Most Bevy types use a naming of `FooSystem` or just `Foo`, but there are
also a few `FooSystems` and `FooSet` types. In ecosystem crates on the
other hand, `FooSet` is perhaps the most commonly used name in general.
Conventions being so wildly inconsistent can make it harder for users to
pick names for their own types, to search for system sets on docs.rs, or
to even discern which types *are* system sets.

To reign in the inconsistency a bit and help unify the ecosystem, it
would be good to establish a common recommended naming convention for
system sets in Bevy itself, similar to how plugins are commonly suffixed
with `Plugin` (ex: `TimePlugin`). By adopting a consistent naming
convention in first-party Bevy, we can softly nudge ecosystem crates to
follow suit (for types where it makes sense to do so).

Choosing a naming convention is also relevant now, as the [`bevy_cli`
recently adopted
lints](https://github.com/TheBevyFlock/bevy_cli/pull/345) to enforce
naming for plugins and system sets, and the recommended naming used for
system sets is still a bit open.

## Which Name To Use?

Now the contentious part: what naming convention should we actually
adopt?

This was discussed on the Bevy Discord at the end of last year, starting
[here](<https://discord.com/channels/691052431525675048/692572690833473578/1310659954683936789>).
`FooSet` and `FooSystems` were the clear favorites, with `FooSet` very
narrowly winning an unofficial poll. However, it seems to me like the
consensus was broadly moving towards `FooSystems` at the end and after
the poll, with Cart
([source](https://discord.com/channels/691052431525675048/692572690833473578/1311140204974706708))

*Data segment*

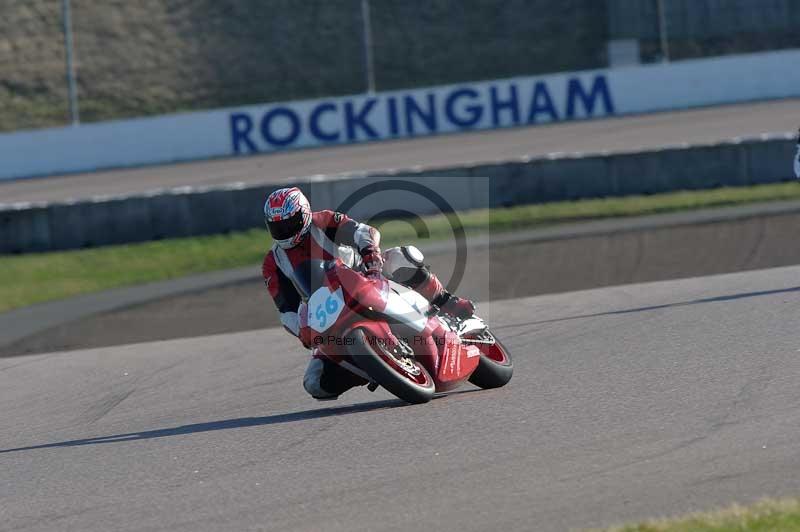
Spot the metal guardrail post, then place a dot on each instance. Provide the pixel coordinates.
(74, 113)
(662, 31)
(367, 35)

*Goal*
Quote the passage on system set naming from "Conventions being so" to "sense to do so).". The data has no connection to the passage on system set naming.

*Problem solution*
Conventions being so wildly inconsistent can make it harder for users to
pick names for their own types, to search for system sets on docs.rs, or
to even discern which types *are* system sets.

To reign in the inconsistency a bit and help unify the ecosystem, it
would be good to establish a common recommended naming convention for
system sets in Bevy itself, similar to how plugins are commonly suffixed
with `Plugin` (ex: `TimePlugin`). By adopting a consistent naming
convention in first-party Bevy, we can softly nudge ecosystem crates to
follow suit (for types where it makes sense to do so).